begin

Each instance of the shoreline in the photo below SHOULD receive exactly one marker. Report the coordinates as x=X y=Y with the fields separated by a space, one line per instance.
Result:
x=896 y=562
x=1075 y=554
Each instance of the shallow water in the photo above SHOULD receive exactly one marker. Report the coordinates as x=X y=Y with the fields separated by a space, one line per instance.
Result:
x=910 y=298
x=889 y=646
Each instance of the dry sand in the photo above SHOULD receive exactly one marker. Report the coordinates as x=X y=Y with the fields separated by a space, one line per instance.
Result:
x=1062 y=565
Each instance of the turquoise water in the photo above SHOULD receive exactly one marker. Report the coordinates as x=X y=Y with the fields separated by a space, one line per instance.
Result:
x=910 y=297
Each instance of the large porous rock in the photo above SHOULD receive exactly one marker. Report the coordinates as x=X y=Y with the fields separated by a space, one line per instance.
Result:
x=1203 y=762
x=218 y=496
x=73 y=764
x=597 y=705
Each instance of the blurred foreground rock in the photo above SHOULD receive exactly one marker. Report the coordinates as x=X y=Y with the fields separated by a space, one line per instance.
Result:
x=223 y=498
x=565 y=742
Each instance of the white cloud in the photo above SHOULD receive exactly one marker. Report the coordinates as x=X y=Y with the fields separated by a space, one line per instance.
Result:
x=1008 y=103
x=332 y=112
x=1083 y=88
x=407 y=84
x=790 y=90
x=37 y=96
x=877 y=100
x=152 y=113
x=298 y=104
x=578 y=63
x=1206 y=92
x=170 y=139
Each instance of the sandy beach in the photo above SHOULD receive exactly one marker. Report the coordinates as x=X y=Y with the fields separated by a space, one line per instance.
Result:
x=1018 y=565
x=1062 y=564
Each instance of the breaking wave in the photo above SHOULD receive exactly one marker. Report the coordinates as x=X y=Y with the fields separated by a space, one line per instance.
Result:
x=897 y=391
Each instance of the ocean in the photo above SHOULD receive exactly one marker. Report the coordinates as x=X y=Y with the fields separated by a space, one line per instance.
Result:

end

Requirements
Convert all of the lines above into a numbered list, omitting any blank lines.

Result
1. Each instance of the shoreline in the photo below SHOULD receive exactly one marker. Report the coordinates as x=X y=Y with the fields separated by a space, one line per instance.
2. Result:
3. x=896 y=562
4. x=1075 y=554
5. Each instance of the shallow water in the photo above SHOULD receive exactly one marker. Report the coordinates as x=X y=Y with the fields separated by a space, one line per instance.
6. Result:
7. x=910 y=298
8. x=889 y=646
9. Each instance of the dry sand in the photo above SHOULD receive exactly one marker. Report the coordinates as x=X y=Y with the fields separated by a space, one line per instance.
10. Result:
11. x=1062 y=565
12. Each instance of the turquoise water in the photo above SHOULD receive exactly one marker. Report the coordinates as x=X y=Y with the fields separated by a space, one line per instance.
13. Result:
14. x=910 y=297
15. Each instance of the large porous rock in the photo above SHOULD receive exactly one marker. Report the coordinates as x=X y=Y with the fields separated by a space, one line per instance.
16. Result:
17. x=1203 y=762
18. x=218 y=496
19. x=73 y=764
20. x=597 y=705
21. Each instance of the blurred foreground rock in the photo above SHOULD receive exactly one marker. Report the coordinates as x=X y=Y with the fields separated by a space, one line per instance.
22. Result:
23. x=223 y=498
24. x=565 y=742
25. Each instance of the white cloud in the photo above SHOULD receive exactly one marker. Report the coordinates as x=X y=Y with the fields separated by a space, one line per instance.
26. Result:
27. x=1008 y=103
28. x=332 y=112
29. x=1083 y=88
30. x=407 y=84
31. x=790 y=90
32. x=37 y=96
33. x=877 y=100
34. x=152 y=113
35. x=298 y=104
36. x=578 y=63
37. x=1206 y=92
38. x=170 y=139
39. Each instance of the sandy beach in the photo above SHOULD receive exactly one marker. Report the coordinates as x=X y=Y with the fields separated by a space, one line per instance.
40. Result:
41. x=1018 y=565
42. x=1062 y=564
43. Each instance of the breaking wave in the photo above SHOULD receive exactly one marker. Report the coordinates as x=X y=Y with the fields separated by a space, one line per instance.
44. Result:
45. x=897 y=391
46. Each instance of the ocean in the photo above SHOULD receive exactly one marker. Report the coordinates as x=X y=Y with the fields separated by a space, one line per instance.
47. Result:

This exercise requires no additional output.